- [Goal of the exercise]: Could you please write out each line of the records exactly, minus the pictures?
── Provided information
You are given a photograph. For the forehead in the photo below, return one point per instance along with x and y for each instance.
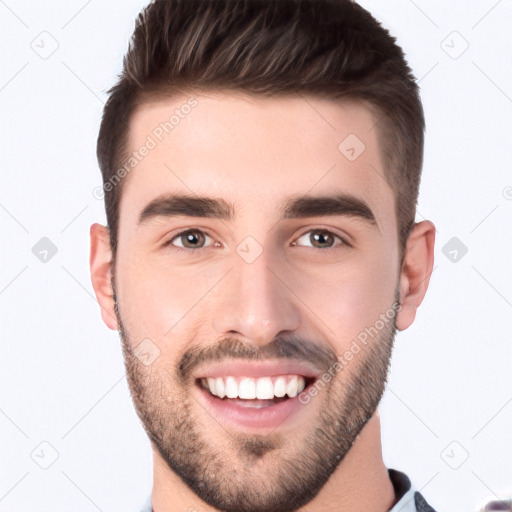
(254, 151)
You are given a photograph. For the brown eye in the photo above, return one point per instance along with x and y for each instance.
(321, 239)
(190, 239)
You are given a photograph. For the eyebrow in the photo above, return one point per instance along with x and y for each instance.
(171, 205)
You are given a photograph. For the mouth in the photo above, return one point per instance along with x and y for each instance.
(261, 403)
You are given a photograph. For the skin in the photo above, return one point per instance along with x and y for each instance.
(255, 152)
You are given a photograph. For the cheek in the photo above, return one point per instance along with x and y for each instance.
(158, 300)
(351, 297)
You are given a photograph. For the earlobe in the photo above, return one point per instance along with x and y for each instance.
(100, 263)
(416, 271)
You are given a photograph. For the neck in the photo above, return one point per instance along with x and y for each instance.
(360, 483)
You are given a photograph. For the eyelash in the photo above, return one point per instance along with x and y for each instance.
(196, 252)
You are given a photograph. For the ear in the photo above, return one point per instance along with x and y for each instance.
(416, 270)
(100, 263)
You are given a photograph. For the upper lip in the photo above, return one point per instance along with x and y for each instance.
(256, 369)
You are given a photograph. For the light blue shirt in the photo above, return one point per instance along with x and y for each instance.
(401, 484)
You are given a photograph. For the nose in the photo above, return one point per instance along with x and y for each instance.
(256, 301)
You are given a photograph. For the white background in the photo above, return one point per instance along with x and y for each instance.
(447, 412)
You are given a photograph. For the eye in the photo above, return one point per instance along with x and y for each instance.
(189, 239)
(324, 238)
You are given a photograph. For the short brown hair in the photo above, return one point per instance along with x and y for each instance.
(328, 48)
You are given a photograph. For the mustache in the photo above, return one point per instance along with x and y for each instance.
(289, 348)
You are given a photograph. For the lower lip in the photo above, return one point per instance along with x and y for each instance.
(264, 418)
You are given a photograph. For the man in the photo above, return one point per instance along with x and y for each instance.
(261, 163)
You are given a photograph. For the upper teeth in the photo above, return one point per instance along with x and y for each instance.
(263, 388)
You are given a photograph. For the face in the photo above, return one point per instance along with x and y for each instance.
(257, 248)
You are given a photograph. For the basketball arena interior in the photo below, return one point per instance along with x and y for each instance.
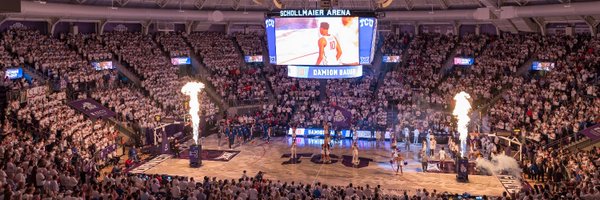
(299, 99)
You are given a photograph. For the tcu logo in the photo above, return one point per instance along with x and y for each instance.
(270, 23)
(366, 22)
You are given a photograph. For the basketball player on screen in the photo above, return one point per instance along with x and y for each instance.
(329, 47)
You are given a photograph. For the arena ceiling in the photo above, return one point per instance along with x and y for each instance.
(265, 5)
(507, 15)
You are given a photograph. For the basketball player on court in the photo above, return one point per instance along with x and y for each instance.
(355, 160)
(329, 47)
(294, 151)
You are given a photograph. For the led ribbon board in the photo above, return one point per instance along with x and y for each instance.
(324, 72)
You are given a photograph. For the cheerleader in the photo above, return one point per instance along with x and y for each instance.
(432, 145)
(393, 142)
(399, 162)
(355, 160)
(293, 132)
(323, 153)
(327, 152)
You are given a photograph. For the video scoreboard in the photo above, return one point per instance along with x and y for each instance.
(320, 43)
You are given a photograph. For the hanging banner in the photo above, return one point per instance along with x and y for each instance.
(92, 109)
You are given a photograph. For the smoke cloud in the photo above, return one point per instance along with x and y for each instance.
(499, 165)
(461, 111)
(192, 89)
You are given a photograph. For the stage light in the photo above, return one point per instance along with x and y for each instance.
(461, 111)
(192, 89)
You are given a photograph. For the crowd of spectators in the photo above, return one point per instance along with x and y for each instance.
(132, 106)
(53, 121)
(558, 103)
(560, 174)
(6, 62)
(173, 43)
(395, 44)
(250, 43)
(160, 78)
(90, 46)
(50, 56)
(235, 82)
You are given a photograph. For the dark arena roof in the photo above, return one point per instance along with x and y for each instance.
(299, 99)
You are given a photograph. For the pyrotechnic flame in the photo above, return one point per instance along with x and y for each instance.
(461, 111)
(192, 89)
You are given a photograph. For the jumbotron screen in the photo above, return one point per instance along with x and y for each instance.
(320, 38)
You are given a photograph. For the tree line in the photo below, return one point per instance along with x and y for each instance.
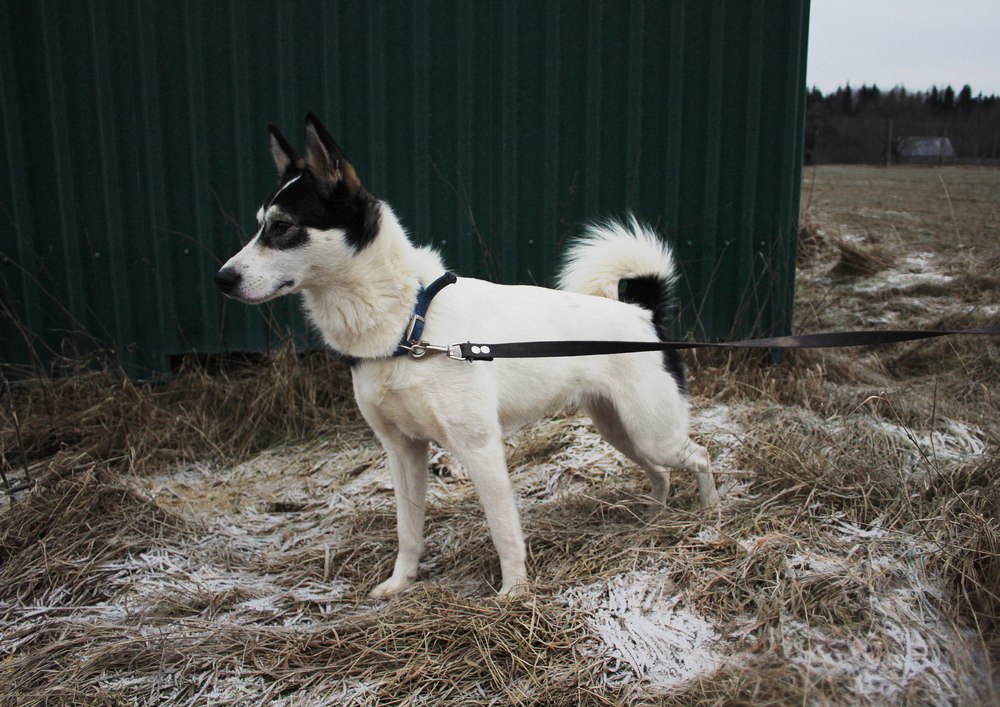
────
- [Result of this task]:
You are given a photograph. For the forehead in the photo below, return one point per instance along with x and y for each instance.
(254, 151)
You are given a photograph. For the brown eye in the photo above, return one point per instance along with x and y for each instance.
(321, 239)
(190, 239)
You are given a photograph. For the eyebrow in the photo above, return one point per instance along with x and y for each instance.
(171, 205)
You are given a photograph. For the mouth in the photo above, return one point per instance along with x and y for each instance.
(261, 403)
You are given a photograph. For the skin in the photo above, return one point per instance along with x and y for each instance.
(255, 152)
You are given a photograph. For the cheek in the photo above, return one point per instance along with x and y for each instance.
(158, 300)
(351, 297)
You are given a photograph. For the earlobe in the photo above, return one point per instance along with x and y for each instance.
(100, 263)
(416, 271)
You are given a photograph. For the neck in the photo above, return one point per instance along with x and y for each instance.
(360, 483)
You are given a photograph. For the eyelash in the photo above, return one point per instance along with x and y for each instance.
(196, 252)
You are given a photograph. For the ear in the photo above, return one point per instance along with x and y for each instance.
(416, 270)
(100, 263)
You are given a photograph. For the upper lip in the photo above, return one point per instance along with x and y for each instance.
(256, 369)
You are given a photograph. For the light blue shirt in the photo above, return one point per instance along with x and y for each instance.
(401, 484)
You are given a photograph. For the nose in the photo above, return one point per instance along with x and y for each instance.
(256, 301)
You are given a photograph. For the white background in the photo above, return one point per instance along with x and y for each instance.
(447, 412)
You are given a photograph. For the eye in the photo above, return one point per instance along with x and y for each instance.
(189, 239)
(324, 238)
You are given a photograph. For the short brown hair in the photo above, return one point per instance along with x and y for each instance.
(328, 48)
You are given a photograph. For the mustache in the photo above, return one point per instance along with x and y for each instance.
(289, 348)
You are given a photograph. For the lower lip in the photo above, return one point per instance along with x and y for each instance.
(264, 418)
You are given a photograph. For the man in the photo above, return one point per instance along with x and y for each instance.
(261, 163)
You are given a photograph. For the upper teeth in the photo above, return one point per instance along with x and y for each instance.
(263, 388)
You are given a photograph. For the face in the photo above, return one point per instance along with x and y for each instance.
(257, 248)
You are given a photograph. For the basketball arena interior in the photo below, return one point per instance along with x and y for each instance.
(299, 99)
You are given a photograph. For the tcu logo in the photo above, return one point per instance along with x and y for each instance.
(270, 23)
(366, 22)
You are given a photograph. For the basketball player on screen in the photo above, return one point per instance along with x and y for each instance.
(329, 47)
You are given a photograph. For the arena ceiling in the photo above, return one point per instance along with x and y for each instance.
(265, 5)
(507, 15)
You are given a photograph. For the basketball player on court in the photo above, return one point per instance along with x and y for each instance.
(355, 160)
(329, 47)
(294, 151)
You are given a photograph. For the led ribbon board in the photo above, return one point per instance along with x and y for each instance.
(324, 72)
You are given a photograph. For the cheerleader in the photo above, return one point per instance along with x and y for each instance.
(432, 145)
(393, 142)
(399, 162)
(355, 160)
(293, 132)
(323, 153)
(327, 152)
You are given a photograph. For the video scoreboard in the photo above, return one point per instance along with x and y for each instance.
(320, 43)
You are given a photograph. For the hanging banner in the photo above, return one point per instance along with x and y for each instance.
(92, 109)
You are given a photograph. For the smoke cloud in the photo above, return one point per instance along with x and y for each instance.
(499, 165)
(461, 111)
(192, 89)
You are given a photograph. For the stage light in the photo above, return one point per instance along with x and y for each instance.
(461, 111)
(192, 89)
You are given a photograph. For the crowd of spectators in the photo above, return one point per instance along with x and y for each instance.
(132, 106)
(53, 121)
(558, 103)
(560, 174)
(6, 62)
(173, 43)
(395, 44)
(250, 43)
(160, 78)
(90, 46)
(50, 56)
(235, 82)
You are given a photograph. For the dark arena roof in the photo above, return one point per instance along with x and y for each instance.
(299, 99)
You are given a photograph. For the pyrotechnic flame in the photo above, return one point per instance along with x and y for each instance.
(461, 111)
(192, 89)
You are given a photograph. For the jumbotron screen in the photo above, return one point per instance along with x and y for each instance.
(320, 38)
You are given a photograph. For the tree line in the photo below, return one point per instance along with x and y for each instance.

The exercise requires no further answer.